* [WORK TO COMPLETE] Return only what runs from the line containing "Target: lizard neck" through the last line of the entries below, exactly, omitting pictures.

*** Opening of DATA LISTING ***

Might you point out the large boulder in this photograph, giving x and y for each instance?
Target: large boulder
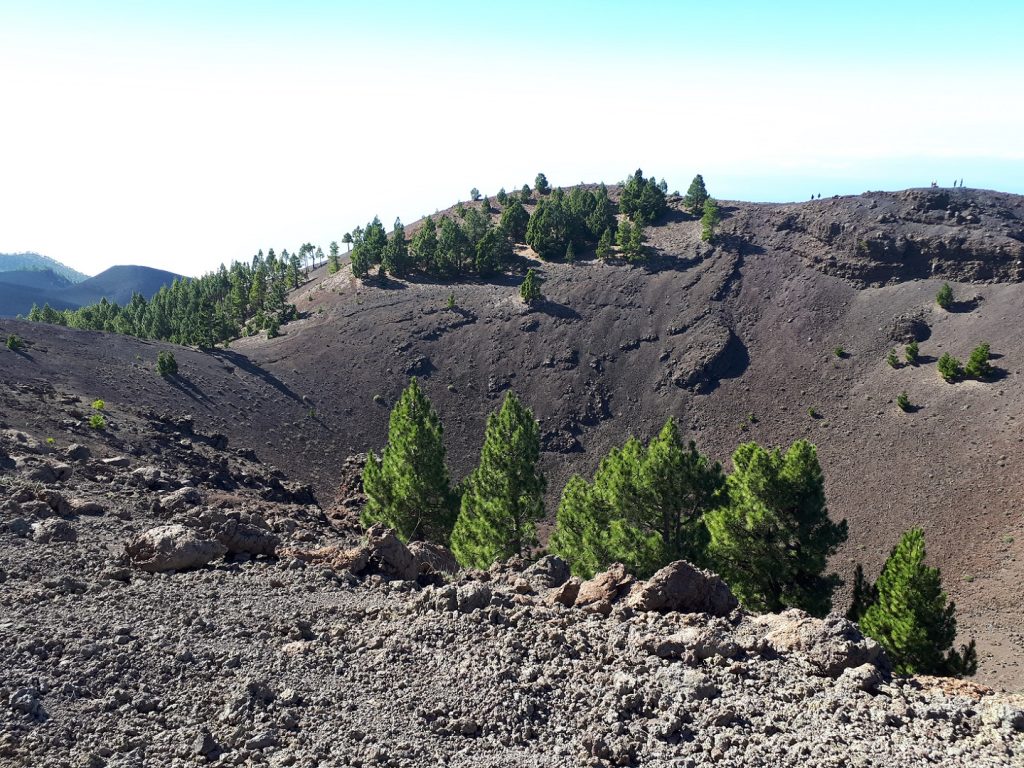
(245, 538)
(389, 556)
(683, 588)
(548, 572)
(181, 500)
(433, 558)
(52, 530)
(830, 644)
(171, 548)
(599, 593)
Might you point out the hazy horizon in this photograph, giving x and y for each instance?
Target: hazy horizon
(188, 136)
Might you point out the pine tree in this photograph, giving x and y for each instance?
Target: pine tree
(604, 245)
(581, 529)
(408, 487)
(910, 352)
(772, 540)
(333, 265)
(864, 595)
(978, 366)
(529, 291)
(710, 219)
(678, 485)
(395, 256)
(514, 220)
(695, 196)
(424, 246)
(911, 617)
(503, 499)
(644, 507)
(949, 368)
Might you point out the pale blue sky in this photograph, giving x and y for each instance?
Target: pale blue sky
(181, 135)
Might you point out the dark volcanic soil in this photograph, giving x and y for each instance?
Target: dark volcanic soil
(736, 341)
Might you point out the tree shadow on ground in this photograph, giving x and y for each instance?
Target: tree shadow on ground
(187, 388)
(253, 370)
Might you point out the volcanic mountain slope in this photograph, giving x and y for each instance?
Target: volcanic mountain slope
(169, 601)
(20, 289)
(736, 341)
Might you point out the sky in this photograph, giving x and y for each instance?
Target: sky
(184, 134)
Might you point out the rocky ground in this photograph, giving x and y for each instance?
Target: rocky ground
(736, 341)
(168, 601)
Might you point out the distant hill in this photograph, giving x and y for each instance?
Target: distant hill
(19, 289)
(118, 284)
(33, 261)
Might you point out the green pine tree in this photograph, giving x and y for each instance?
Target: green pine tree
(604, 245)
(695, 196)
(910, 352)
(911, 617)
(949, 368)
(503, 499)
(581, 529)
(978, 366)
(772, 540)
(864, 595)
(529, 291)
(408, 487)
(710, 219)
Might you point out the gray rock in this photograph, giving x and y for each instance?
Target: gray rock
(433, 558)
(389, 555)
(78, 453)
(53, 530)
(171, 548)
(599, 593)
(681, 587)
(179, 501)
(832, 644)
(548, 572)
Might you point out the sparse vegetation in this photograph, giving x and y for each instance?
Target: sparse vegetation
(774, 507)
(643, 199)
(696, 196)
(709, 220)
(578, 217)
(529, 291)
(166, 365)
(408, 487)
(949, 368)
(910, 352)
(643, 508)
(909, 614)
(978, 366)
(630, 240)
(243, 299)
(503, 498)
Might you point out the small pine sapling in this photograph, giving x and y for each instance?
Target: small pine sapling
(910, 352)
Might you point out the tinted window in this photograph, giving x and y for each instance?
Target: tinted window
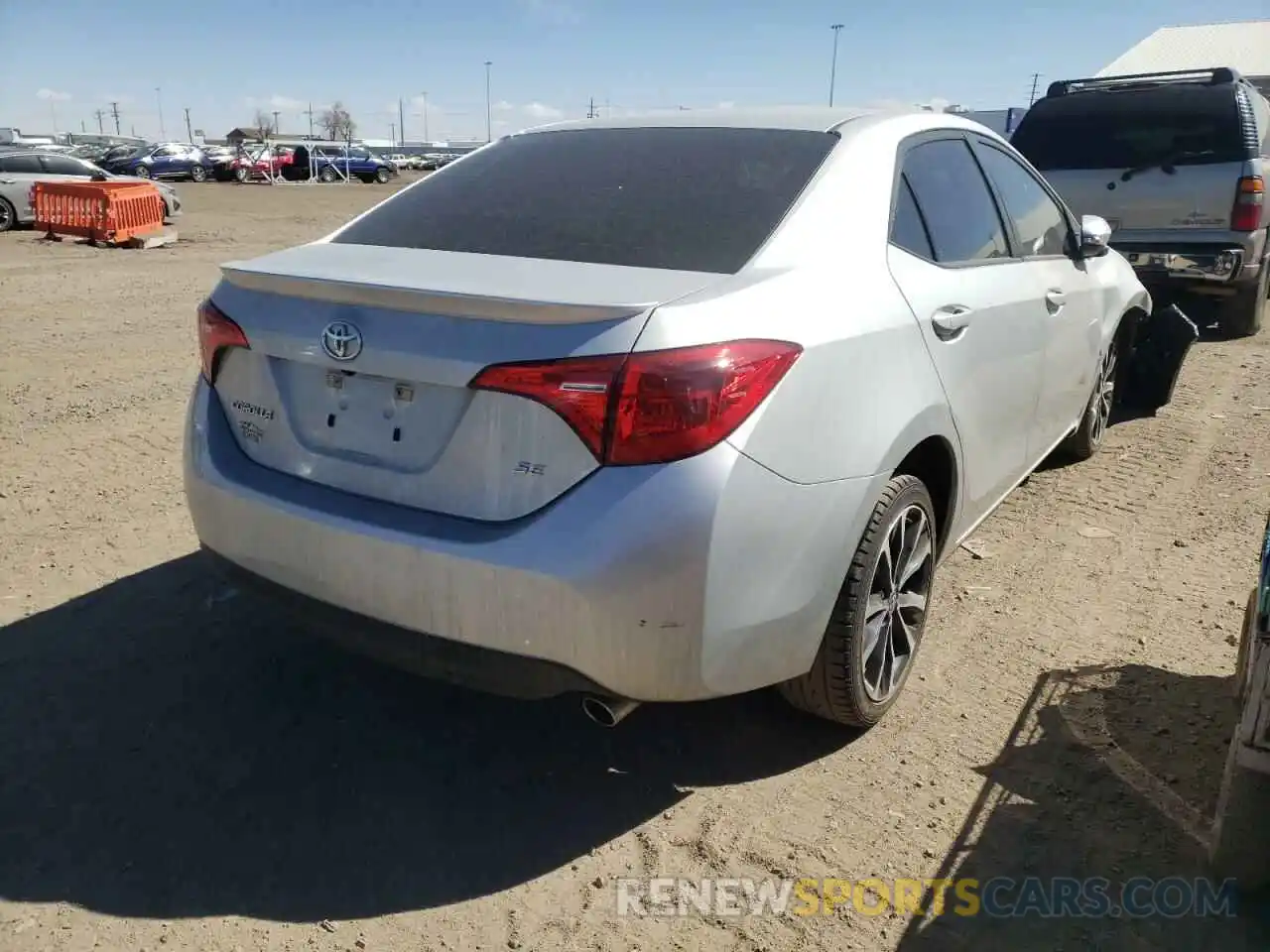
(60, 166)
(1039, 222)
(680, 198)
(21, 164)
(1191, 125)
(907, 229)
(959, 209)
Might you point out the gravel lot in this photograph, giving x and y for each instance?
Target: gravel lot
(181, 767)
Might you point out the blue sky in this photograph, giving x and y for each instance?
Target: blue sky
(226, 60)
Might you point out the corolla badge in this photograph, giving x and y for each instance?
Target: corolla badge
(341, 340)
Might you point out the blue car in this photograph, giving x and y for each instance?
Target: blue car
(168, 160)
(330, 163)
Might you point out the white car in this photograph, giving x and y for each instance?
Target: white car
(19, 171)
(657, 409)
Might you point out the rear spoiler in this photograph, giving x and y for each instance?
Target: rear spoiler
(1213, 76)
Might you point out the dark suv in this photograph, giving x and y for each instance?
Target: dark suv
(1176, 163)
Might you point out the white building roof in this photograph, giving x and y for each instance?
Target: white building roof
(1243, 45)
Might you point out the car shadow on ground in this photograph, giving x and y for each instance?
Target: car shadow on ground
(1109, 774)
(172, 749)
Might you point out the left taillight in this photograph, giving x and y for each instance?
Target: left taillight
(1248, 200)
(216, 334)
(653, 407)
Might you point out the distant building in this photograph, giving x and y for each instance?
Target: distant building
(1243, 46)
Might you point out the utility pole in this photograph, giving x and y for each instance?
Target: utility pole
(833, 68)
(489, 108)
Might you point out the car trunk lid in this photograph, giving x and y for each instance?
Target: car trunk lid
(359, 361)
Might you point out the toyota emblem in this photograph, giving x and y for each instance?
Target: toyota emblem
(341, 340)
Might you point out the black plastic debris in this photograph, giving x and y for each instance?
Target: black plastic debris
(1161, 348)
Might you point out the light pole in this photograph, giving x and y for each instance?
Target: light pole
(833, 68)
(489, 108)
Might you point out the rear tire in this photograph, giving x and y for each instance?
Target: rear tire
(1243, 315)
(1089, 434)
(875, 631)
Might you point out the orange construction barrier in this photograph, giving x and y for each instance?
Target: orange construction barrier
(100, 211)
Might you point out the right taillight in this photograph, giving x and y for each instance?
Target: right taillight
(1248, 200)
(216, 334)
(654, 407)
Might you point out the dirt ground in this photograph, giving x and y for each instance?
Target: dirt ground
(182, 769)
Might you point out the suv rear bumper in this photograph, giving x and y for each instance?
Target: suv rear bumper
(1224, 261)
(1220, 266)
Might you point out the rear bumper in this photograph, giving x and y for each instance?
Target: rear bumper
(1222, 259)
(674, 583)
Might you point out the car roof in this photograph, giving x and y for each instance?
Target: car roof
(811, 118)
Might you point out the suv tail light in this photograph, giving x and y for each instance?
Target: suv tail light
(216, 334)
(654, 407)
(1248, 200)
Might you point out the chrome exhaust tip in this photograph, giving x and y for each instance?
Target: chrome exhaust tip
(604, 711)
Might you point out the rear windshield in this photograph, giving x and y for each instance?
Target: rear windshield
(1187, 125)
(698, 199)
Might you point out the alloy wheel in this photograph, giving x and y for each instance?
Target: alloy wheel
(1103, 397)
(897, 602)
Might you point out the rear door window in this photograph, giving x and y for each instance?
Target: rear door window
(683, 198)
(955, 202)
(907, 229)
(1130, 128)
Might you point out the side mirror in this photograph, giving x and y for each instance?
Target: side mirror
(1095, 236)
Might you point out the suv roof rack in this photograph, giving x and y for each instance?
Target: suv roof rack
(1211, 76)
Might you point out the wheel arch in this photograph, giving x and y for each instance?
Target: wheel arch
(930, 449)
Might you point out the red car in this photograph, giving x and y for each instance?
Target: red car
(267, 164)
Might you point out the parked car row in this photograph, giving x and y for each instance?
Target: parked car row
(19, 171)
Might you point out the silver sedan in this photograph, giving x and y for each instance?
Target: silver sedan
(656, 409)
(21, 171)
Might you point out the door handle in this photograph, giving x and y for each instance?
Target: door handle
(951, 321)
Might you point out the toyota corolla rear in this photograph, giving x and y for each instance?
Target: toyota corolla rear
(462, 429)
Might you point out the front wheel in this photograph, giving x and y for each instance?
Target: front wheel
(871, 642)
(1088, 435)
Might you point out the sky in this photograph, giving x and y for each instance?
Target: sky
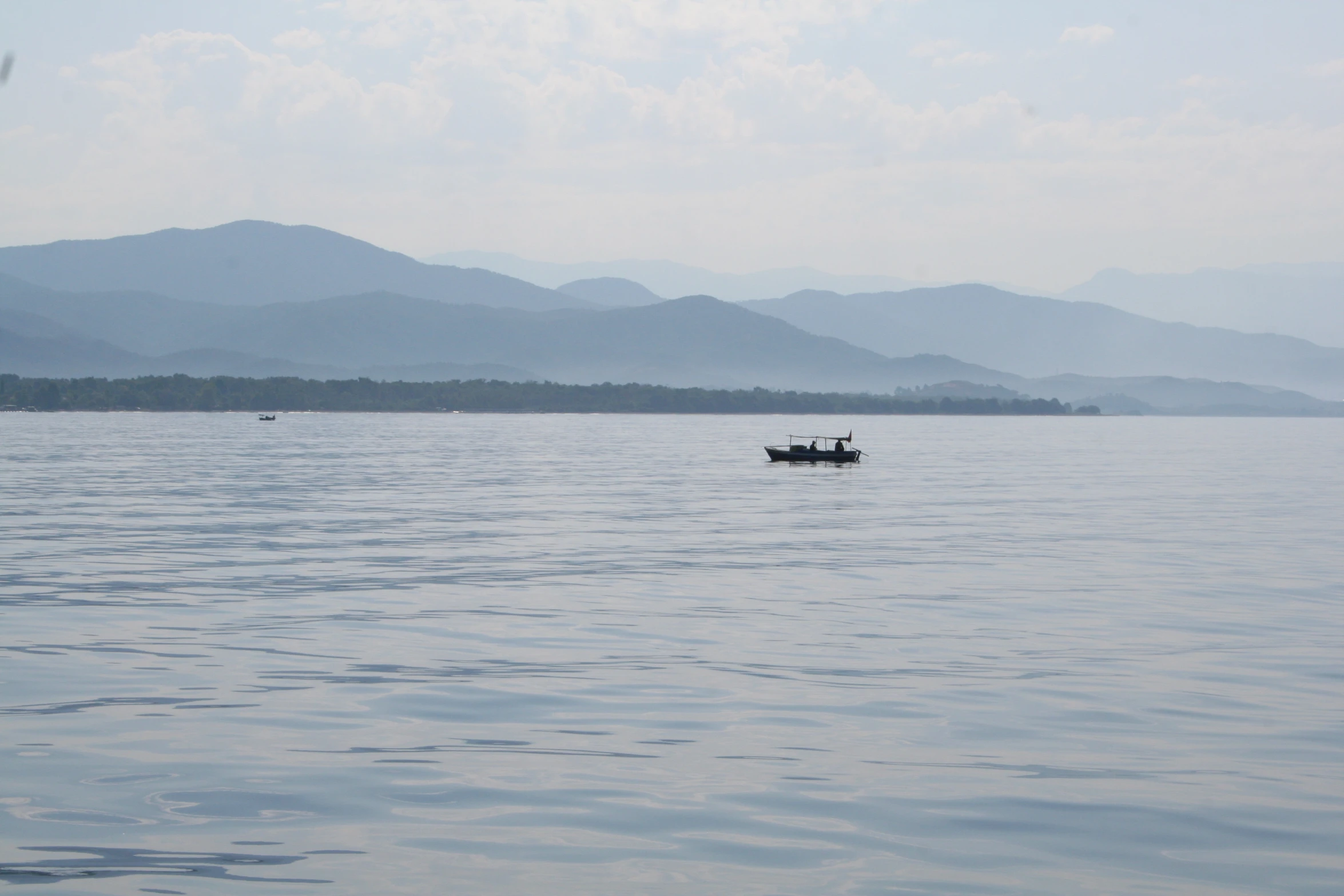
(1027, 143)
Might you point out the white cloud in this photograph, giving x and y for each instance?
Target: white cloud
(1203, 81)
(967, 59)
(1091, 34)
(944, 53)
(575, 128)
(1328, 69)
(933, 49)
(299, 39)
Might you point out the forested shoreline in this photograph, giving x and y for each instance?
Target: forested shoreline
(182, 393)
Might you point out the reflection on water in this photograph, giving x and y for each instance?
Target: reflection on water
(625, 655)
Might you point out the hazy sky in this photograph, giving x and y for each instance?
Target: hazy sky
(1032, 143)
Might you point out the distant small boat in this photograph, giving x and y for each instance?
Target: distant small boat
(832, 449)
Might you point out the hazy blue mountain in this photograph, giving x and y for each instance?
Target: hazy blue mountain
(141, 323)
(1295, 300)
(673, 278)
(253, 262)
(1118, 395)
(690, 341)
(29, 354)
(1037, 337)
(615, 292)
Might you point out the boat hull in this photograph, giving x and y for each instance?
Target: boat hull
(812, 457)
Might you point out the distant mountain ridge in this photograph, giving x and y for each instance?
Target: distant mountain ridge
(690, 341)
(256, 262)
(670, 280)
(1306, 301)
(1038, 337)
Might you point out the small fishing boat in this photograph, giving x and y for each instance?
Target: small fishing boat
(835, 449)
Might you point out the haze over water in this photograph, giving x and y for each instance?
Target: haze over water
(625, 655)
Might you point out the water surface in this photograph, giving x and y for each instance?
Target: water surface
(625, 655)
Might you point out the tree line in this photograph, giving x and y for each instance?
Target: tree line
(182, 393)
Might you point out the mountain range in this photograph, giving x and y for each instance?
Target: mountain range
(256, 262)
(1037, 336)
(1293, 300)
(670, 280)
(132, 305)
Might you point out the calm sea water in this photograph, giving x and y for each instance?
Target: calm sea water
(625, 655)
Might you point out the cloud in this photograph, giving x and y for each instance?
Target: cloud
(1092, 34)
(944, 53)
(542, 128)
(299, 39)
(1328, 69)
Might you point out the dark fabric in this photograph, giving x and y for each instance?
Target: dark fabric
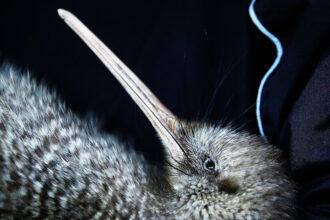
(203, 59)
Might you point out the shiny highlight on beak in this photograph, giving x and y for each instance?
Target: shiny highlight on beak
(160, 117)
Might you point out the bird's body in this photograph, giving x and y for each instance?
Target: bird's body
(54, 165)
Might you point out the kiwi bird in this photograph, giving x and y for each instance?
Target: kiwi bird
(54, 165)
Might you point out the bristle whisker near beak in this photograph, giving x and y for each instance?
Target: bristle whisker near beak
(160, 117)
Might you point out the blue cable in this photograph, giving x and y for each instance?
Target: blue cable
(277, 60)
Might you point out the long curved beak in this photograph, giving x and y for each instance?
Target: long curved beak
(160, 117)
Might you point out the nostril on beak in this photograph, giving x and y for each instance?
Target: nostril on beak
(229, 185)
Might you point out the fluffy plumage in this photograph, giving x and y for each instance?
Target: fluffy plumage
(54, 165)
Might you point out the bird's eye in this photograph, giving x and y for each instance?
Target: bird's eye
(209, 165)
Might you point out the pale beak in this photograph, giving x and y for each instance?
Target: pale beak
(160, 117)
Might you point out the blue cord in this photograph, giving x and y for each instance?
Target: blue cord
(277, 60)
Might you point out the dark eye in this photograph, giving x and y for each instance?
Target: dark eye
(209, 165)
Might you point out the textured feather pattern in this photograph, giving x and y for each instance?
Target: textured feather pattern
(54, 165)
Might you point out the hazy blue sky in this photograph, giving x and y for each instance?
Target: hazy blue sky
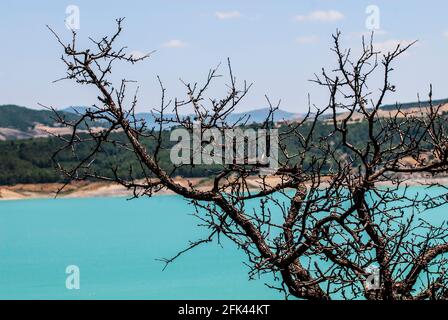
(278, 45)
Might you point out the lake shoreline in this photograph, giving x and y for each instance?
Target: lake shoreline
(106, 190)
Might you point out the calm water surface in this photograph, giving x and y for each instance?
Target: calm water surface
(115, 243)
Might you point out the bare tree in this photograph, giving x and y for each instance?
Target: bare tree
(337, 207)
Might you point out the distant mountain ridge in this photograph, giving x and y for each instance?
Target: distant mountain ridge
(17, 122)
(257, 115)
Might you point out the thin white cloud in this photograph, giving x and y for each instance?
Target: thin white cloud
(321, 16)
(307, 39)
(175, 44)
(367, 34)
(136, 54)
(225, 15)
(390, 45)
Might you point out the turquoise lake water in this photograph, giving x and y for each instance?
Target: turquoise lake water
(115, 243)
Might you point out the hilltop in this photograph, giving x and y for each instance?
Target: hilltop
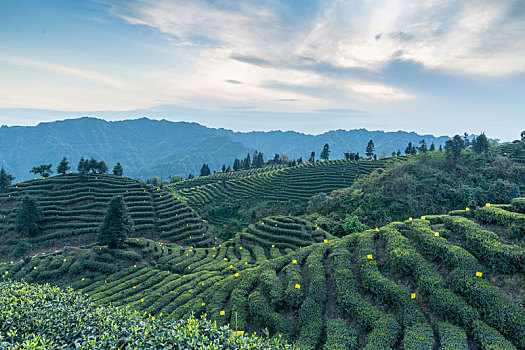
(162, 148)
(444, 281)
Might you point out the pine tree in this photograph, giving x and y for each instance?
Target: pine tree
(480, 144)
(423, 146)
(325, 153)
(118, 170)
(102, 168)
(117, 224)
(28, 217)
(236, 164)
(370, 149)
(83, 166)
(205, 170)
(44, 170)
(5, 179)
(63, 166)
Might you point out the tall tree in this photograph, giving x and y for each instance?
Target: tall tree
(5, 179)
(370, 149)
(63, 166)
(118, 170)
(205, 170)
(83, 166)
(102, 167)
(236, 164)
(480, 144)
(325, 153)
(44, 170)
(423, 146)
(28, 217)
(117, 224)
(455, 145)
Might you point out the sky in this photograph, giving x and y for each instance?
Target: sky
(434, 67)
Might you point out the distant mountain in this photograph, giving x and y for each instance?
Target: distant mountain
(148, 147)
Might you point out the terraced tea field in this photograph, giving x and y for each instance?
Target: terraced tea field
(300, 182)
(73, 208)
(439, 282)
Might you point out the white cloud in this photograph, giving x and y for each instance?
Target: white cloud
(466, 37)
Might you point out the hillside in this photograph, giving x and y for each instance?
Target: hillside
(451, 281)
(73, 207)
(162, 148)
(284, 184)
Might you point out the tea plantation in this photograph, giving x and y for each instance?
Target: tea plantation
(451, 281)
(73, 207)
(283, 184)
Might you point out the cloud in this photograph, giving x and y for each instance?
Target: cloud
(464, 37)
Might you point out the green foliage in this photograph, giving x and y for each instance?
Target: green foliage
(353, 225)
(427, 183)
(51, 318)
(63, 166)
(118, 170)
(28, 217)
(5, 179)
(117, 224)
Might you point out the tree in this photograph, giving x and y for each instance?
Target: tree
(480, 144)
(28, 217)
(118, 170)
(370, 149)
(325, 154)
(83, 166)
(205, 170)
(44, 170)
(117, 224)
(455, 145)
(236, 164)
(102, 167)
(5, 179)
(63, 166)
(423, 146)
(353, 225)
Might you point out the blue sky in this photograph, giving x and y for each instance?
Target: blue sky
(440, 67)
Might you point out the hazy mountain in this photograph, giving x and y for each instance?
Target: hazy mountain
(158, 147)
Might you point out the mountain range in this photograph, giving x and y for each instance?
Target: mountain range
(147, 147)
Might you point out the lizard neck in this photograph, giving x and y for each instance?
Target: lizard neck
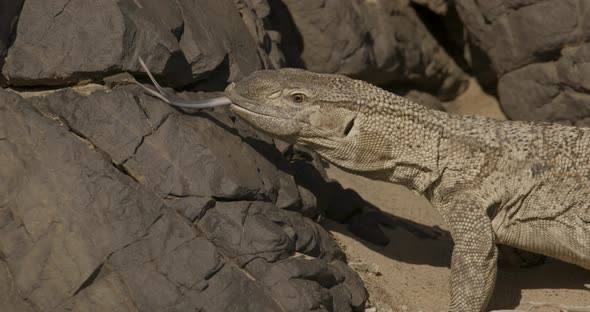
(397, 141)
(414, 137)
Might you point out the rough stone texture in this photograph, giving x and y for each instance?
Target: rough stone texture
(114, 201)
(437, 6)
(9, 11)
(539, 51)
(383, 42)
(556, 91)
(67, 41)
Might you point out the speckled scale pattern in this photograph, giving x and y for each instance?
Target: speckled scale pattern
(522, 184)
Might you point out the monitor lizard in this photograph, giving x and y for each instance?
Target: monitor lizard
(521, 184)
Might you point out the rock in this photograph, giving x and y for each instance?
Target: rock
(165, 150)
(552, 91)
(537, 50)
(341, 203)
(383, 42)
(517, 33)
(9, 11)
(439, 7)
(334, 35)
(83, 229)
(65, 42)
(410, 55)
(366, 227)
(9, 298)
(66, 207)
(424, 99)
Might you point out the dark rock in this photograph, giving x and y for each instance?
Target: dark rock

*** Close of DATA LISTING ***

* [TASK RESPONSE]
Target: lizard neck
(397, 141)
(414, 137)
Might you point out the rough stone texture in this photograph, giving x and y for each instance?
Target: rough stone texture
(114, 201)
(437, 6)
(9, 11)
(539, 51)
(383, 42)
(556, 91)
(67, 41)
Might you point out the speckled scale pattern in this photograph, giving x and y for each instance?
Target: speckled scale pattern
(522, 184)
Might you point out the monitor lizard in this photograph, giving x and y for each instance?
Target: monitor lizard
(521, 184)
Might you point out the rock in this photograph, giving x and y for each instance?
Target: rock
(165, 150)
(552, 91)
(537, 50)
(341, 203)
(383, 42)
(517, 33)
(9, 11)
(439, 7)
(334, 35)
(83, 229)
(65, 42)
(410, 55)
(366, 227)
(9, 298)
(66, 207)
(424, 99)
Might you point out the dark rock in this photograph, giving x and y for each instance?
Target: dark rock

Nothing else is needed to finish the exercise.